— START OF Source text —

Reviewed-by: Sami Tolvanen <samitolvanen@google.com>
Acked-by: Ard Biesheuvel <ardb@kernel.org>
Signed-off-by: Eric Biggers <ebiggers@google.com>
---
drivers/md/dm-verity-fec.c | 6 ++----
drivers/md/dm-verity-target.c | 21 ++++++++++-----------
drivers/md/dm-verity.h | 2 +-
3 files changed, 13 insertions(+), 16 deletions(-)
diff --git a/drivers/md/dm-verity-fec.c b/drivers/md/dm-verity-fec.c
index b838d21183b5..62b1a44b8dd2 100644
--- a/drivers/md/dm-verity-fec.c
+++ b/drivers/md/dm-verity-fec.c
@@ -184,12 +184,11 @@ static int fec_decode_bufs(struct dm_verity *v, struct dm_verity_io *io,
* Locate data block erasures using verity hashes.
*/
static int fec_is_erasure(struct dm_verity *v, struct dm_verity_io *io,
u8 *want_digest, u8 *data)
{
- if (unlikely(verity_hash(v, verity_io_hash_req(v, io),
- data, 1 << v->data_dev_block_bits,
+ if (unlikely(verity_hash(v, io, data, 1 << v->data_dev_block_bits,
verity_io_real_digest(v, io), true)))
return 0;
return memcmp(verity_io_real_digest(v, io), want_digest,
v->digest_size) != 0;
@@ -386,12 +385,11 @@ static int fec_decode_rsb(struct dm_verity *v, struct dm_verity_io *io,
pos += fio->nbufs << DM_VERITY_FEC_BUF_RS_BITS;
}
/* Always re-validate the corrected block against the expected hash */
- r = verity_hash(v, verity_io_hash_req(v, io), fio->output,
- 1 << v->data_dev_block_bits,
+ r = verity_hash(v, io, fio->output, 1 << v->data_dev_block_bits,
verity_io_real_digest(v, io), true);
if (unlikely(r < 0))
return r;
if (memcmp(verity_io_real_digest(v, io), verity_io_want_digest(v, io),
diff --git a/drivers/md/dm-verity-target.c b/drivers/md/dm-verity-target.c
index 3e2e4f41714c..4aa140751166 100644
--- a/drivers/md/dm-verity-target.c
+++ b/drivers/md/dm-verity-target.c
@@ -178,13 +178,14 @@ static int verity_hash_final(struct dm_verity *v, struct ahash_request *req,
r = crypto_wait_req(crypto_ahash_final(req), wait);
out:
return r;
}
-int verity_hash(struct dm_verity *v, struct ahash_request *req,
+int verity_hash(struct dm_verity *v, struct dm_verity_io *io,
const u8 *data, size_t len, u8 *digest, bool may_sleep)
{
+ struct ahash_request *req = verity_io_hash_req(v, io);
int r;
struct crypto_wait wait;
r = verity_hash_init(v, req, &wait, may_sleep);
if (unlikely(r < 0))

— END OF Source text —
— START OF Provided data —

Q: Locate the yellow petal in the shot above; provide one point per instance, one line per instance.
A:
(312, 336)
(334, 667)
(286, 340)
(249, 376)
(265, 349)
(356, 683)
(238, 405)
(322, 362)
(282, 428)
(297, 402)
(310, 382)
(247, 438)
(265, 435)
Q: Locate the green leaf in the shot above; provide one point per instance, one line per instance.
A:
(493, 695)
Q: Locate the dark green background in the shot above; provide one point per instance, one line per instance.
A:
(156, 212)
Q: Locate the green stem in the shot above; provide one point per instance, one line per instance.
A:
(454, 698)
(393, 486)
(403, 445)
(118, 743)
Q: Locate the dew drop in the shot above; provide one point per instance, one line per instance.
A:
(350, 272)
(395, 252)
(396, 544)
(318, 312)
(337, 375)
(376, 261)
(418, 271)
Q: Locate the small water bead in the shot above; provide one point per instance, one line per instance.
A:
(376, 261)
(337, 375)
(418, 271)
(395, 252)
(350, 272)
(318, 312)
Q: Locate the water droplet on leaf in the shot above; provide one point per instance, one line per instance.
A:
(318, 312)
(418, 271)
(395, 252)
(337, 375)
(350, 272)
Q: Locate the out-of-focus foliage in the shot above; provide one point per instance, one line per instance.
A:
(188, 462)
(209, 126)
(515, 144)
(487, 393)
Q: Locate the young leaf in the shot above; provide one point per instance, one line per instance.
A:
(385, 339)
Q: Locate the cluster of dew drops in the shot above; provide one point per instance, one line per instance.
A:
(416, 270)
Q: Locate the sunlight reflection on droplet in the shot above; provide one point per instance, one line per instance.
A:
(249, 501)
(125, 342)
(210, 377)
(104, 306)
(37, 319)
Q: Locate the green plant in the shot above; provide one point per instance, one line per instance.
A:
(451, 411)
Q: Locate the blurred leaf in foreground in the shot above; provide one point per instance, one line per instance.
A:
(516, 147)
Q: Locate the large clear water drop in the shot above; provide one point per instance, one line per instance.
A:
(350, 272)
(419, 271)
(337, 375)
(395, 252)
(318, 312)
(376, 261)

— END OF Provided data —

== Required tasks ==
[1] Return the section of the dm-verity patch between "diff --git a/drivers/md/dm-verity-fec.c" and "verity_io_real_digest(v, io), true)))", inclusive, copied verbatim.
[2] Resume the dm-verity patch at the point where it stops.

== Answers to the exercises ==
[1]
diff --git a/drivers/md/dm-verity-fec.c b/drivers/md/dm-verity-fec.c
index b838d21183b5..62b1a44b8dd2 100644
--- a/drivers/md/dm-verity-fec.c
+++ b/drivers/md/dm-verity-fec.c
@@ -184,12 +184,11 @@ static int fec_decode_bufs(struct dm_verity *v, struct dm_verity_io *io,
* Locate data block erasures using verity hashes.
*/
static int fec_is_erasure(struct dm_verity *v, struct dm_verity_io *io,
u8 *want_digest, u8 *data)
{
- if (unlikely(verity_hash(v, verity_io_hash_req(v, io),
- data, 1 << v->data_dev_block_bits,
+ if (unlikely(verity_hash(v, io, data, 1 << v->data_dev_block_bits,
verity_io_real_digest(v, io), true)))

[2]
@@ -323,12 +324,11 @@ static int verity_verify_level(struct dm_verity *v, struct dm_verity_io *io,
if (skip_unverified) {
r = 1;
goto release_ret_r;
}
- r = verity_hash(v, verity_io_hash_req(v, io),
- data, 1 << v->hash_dev_block_bits,
+ r = verity_hash(v, io, data, 1 << v->hash_dev_block_bits,
verity_io_real_digest(v, io), !io->in_bh);
if (unlikely(r < 0))
goto release_ret_r;
if (likely(memcmp(verity_io_real_digest(v, io), want_digest,
@@ -426,12 +426,11 @@ static noinline int verity_recheck(struct dm_verity *v, struct dm_verity_io *io,
io_loc.count = 1 << (v->data_dev_block_bits - SECTOR_SHIFT);
r = dm_io(&io_req, 1, &io_loc, NULL, IOPRIO_DEFAULT);
if (unlikely(r))
goto free_ret;
- r = verity_hash(v, verity_io_hash_req(v, io), buffer,
- 1 << v->data_dev_block_bits,
+ r = verity_hash(v, io, buffer, 1 << v->data_dev_block_bits,
verity_io_real_digest(v, io), true);
if (unlikely(r))
goto free_ret;
if (memcmp(verity_io_real_digest(v, io),
@@ -542,11 +541,11 @@ static int verity_verify_io(struct dm_verity_io *io)
memset(data, 0, block_size);
kunmap_local(data);
continue;
}
- r = verity_hash(v, verity_io_hash_req(v, io), data, block_size,
+ r = verity_hash(v, io, data, block_size,
verity_io_real_digest(v, io), !io->in_bh);
if (unlikely(r < 0)) {
kunmap_local(data);
return r;
}
@@ -983,33 +982,33 @@ static int verity_alloc_most_once(struct dm_verity *v)
}
static int verity_alloc_zero_digest(struct dm_verity *v)
{
int r = -ENOMEM;
- struct ahash_request *req;
+ struct dm_verity_io *io;
u8 *zero_data;
v->zero_digest = kmalloc(v->digest_size, GFP_KERNEL);
if (!v->zero_digest)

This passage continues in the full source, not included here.